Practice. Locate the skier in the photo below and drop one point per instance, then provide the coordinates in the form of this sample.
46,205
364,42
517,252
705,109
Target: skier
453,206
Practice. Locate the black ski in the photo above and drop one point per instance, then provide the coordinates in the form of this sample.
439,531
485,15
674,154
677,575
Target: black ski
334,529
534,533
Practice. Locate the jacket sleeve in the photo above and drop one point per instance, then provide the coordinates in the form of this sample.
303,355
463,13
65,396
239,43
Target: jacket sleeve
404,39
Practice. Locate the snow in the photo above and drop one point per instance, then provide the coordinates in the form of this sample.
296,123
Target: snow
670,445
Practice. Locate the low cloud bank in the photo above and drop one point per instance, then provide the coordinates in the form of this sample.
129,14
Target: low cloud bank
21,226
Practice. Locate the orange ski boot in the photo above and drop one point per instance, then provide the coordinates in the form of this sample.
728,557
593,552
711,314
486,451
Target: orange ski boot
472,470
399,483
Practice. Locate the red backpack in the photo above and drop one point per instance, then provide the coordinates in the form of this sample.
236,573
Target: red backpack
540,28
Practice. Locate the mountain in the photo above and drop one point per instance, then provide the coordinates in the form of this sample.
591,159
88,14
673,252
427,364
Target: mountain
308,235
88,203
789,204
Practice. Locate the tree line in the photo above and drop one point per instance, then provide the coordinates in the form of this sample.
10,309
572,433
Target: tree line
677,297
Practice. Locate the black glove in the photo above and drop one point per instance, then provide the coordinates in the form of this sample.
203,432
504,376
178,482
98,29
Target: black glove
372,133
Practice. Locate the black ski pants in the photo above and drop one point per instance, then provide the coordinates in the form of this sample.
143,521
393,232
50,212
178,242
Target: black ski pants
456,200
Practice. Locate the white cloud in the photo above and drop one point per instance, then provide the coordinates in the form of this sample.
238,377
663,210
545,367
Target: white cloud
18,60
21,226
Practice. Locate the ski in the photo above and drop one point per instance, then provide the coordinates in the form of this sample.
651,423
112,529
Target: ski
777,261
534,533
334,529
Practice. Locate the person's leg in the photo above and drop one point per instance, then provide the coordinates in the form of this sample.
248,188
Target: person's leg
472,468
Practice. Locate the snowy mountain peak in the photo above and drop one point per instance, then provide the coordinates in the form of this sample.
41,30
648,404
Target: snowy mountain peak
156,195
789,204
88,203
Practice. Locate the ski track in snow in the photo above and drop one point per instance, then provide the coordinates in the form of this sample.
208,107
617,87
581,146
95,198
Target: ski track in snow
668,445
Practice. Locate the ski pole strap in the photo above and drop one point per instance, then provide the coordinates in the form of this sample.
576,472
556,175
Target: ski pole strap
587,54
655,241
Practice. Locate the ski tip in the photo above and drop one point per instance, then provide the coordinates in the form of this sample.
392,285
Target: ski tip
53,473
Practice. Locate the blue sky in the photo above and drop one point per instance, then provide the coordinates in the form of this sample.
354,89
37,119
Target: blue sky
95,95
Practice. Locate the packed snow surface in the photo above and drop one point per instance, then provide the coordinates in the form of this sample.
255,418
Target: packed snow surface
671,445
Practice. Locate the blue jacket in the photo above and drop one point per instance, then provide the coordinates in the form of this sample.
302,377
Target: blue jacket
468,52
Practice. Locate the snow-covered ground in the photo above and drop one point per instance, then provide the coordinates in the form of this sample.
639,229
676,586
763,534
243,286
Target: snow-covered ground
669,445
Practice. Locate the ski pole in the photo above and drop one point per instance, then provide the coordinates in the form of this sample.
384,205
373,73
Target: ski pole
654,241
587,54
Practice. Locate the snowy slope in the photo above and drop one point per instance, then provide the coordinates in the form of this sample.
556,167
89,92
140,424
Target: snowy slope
⁂
Can you retype all of the material above word for word, leaving every line unchanged?

Practice. Locate the skier in the photo below and drop one point per instance, then provide the coordinates in the form of this sample.
46,205
364,42
517,252
705,109
Target: skier
453,206
Practice. Locate the black ski in the photo above and drop one point per instance, then provide the coordinates in the form of this sample.
439,531
485,15
674,154
677,575
Target: black ski
334,529
534,533
Practice. Locate the jacket sleeve in the photo above and drop one point per instance, then provide the coordinates in the form of this sample.
303,355
463,13
65,396
239,43
Target: jacket sleeve
404,39
Practice. Locate the snow in the photo above and drop one point per instance, then provide the coordinates in the form of this sample.
296,123
Target: snow
670,445
Practice. Locate the low cloud bank in the photo above and drop one point per instance, then provide the coordinates in the form of this sample.
129,14
Target: low cloud bank
21,226
Practice. Locate the orange ski boot in the photo above and drop one point per instance, then provide the coordinates in the form of this sample.
728,557
593,552
711,314
486,451
Target: orange ski boot
472,470
399,483
Practice. Locate the red backpack in the photo above and drop one point per instance, then provide the coordinates in the form of this sample.
236,573
Target: red backpack
540,28
Practice. Locate the mountain in the photo above and drop one point per instance, then provide the coordinates in the form of this sample.
591,159
88,14
673,252
427,364
Target: mountain
308,235
88,203
789,204
Practice. Locate the tree line in the photo above and drop one point per instance, then provide the coordinates in the form of this sample.
10,309
572,433
Target: tree line
677,297
Practice. Locate the black glove in the photo above and drop one point per instance, then provide the coordinates in the form of this sample.
203,432
504,376
178,482
98,29
Target: black glove
372,133
Practice. Locate the black ski pants in the photo above and drop one point per instance, then provide the coordinates in the form of this sample.
143,521
393,232
50,212
178,242
Target: black ski pants
456,200
Practice. Locate the white cloud in the photo above and drop one point per instance, then provide the coordinates in the form of this sample.
238,377
663,210
545,367
Target: white cloud
18,60
21,226
Practice. Locate the ski in the photo above and drop one point per instance, then provide the coordinates in the form of this sample.
651,423
112,529
Target: ski
777,261
534,533
334,529
Practice. Locate the person's leg in the photo above and drop one point per instance, then provide the coordinates in the form of this sample.
248,188
Target: person's leg
472,468
Practice. Locate the snowy mountain peak in the photo above and drop one point per instance, then provide the coordinates in the form of this sample.
41,30
648,404
Target: snowy mountain peak
156,195
789,204
88,203
Practice. Locate the ski track in snow in the photo above and drop one point per instance, then provide the coordinates in the form of this sample.
208,107
617,87
581,146
95,198
Target: ski track in snow
668,445
Practice. Locate the ski pole strap in the photo above and drop one point per instance, then provide the coordinates in the form of this sample.
576,472
556,175
Target: ski pole strap
587,54
655,241
Practice. Locate the ski tip in the photo above and drop one point per instance, then provide the coordinates in the form of this sample.
392,285
Target: ski tip
53,473
Practice. Locate the blue sky in the photo above and drop one point per instance, then provide the coordinates in the form of this sample.
354,89
37,119
Target: blue sky
95,95
Practice. Locate the packed snow surface in the photo above and drop one point per instance, then provide the coordinates in the form of this sample.
255,418
Target: packed snow surface
671,445
Practice. Locate the blue jacket in the photo above and drop one point per instance, then provide the coordinates in the form of this sample.
302,377
Target: blue jacket
468,52
Practice. Locate the snow-covered ground in the photo above and drop one point per instance, then provide the coordinates in the form of this sample.
639,229
676,586
763,534
243,286
Target: snow-covered ground
669,445
Practice. Locate the ski pole in the photo above and drop one point per instance, then provide the coordinates in the form of this sample.
384,205
373,73
Target: ski pole
654,241
587,54
Practice. Locate the snowy slope in the photo above and drop one point per instance, then provide the coordinates in the form of this sample.
556,167
89,92
140,424
Target: snowy slope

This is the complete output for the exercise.